§ Required actions:
• a. Name the three I's that the passage on Turkey's G20 presidency gives for that presidency.
• b. Reproduce the passage on Turkey's G20 presidency from "In the face" to "in Brisbane, Australia.".

§ Document passage:
━━━━━━━━

Faced by a continuing influx of refugees from war-torn Syria and a spate of deadly terror attacks, Turkey has broached the subjects for discussions as well, and is hoping for tangible results.

“THREE I’S” FOR GROWTH

In the face of a sluggish and uneven recovery in the global economy and a slowdown in both growth and trade, Turkey has opted to echo the major theme of the G20 summit last year in Brisbane, Australia.

Turkey sees the G20 as a premier platform for global economic and financial issues following the global financial meltdown in 2008.

“The Great Recession in 2008-09 taught us that the solution to global challenges rests in global actions,” Turkish Prime Minister Ahmet Davutoglu stated in an official G20 paper.

As the current G20 president, Turkey is aiming to “help enable inclusive and robust global growth through collective action with a view to lifting the potential of the global economy.”

“This can be formulated as the three I’s of the Turkish presidency: Inclusiveness, Implementation and Investment for growth,” Davutoglu wrote.

Ankara has prioritized support for youth employment, small and medium enterprises (SMEs) and women’s empowerment, as well as issues related to low-income developing countries.

━━━━━━━━

§ Recorded information:
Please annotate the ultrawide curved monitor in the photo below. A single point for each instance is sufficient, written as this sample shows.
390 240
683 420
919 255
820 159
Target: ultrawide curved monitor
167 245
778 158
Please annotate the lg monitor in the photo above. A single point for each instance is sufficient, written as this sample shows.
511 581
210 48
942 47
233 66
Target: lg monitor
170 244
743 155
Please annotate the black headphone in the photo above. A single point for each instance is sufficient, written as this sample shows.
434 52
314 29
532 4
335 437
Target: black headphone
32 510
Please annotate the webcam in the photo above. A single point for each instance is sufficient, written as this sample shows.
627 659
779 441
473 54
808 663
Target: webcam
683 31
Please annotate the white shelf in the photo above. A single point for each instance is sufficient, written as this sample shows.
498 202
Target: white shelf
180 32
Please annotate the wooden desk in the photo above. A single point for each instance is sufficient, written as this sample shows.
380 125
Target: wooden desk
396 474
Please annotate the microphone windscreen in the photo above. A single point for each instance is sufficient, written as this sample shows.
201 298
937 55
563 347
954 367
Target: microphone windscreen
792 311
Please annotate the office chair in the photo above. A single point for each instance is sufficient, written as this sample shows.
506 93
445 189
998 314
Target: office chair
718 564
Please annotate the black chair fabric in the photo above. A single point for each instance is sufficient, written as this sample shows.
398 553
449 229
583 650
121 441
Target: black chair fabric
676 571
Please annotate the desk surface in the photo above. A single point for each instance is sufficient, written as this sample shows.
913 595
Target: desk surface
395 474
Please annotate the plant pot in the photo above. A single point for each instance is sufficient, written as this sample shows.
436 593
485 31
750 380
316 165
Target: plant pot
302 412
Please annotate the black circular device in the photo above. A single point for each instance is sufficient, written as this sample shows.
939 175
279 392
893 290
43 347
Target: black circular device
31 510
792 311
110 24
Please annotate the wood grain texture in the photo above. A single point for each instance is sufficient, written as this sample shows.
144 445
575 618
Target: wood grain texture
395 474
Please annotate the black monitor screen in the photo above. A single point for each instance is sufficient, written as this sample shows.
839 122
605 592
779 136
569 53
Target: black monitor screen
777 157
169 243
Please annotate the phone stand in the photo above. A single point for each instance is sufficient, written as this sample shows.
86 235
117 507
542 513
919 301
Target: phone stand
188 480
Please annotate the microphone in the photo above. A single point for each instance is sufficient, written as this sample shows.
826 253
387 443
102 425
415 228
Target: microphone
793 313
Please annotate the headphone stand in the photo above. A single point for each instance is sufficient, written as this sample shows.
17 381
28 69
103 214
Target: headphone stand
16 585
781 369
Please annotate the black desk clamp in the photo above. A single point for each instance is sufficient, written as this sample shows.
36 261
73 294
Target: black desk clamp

━━━━━━━━

§ Solutions for each task:
• a. Inclusiveness, Implementation and Investment for growth

• b.
In the face of a sluggish and uneven recovery in the global economy and a slowdown in both growth and trade, Turkey has opted to echo the major theme of the G20 summit last year in Brisbane, Australia.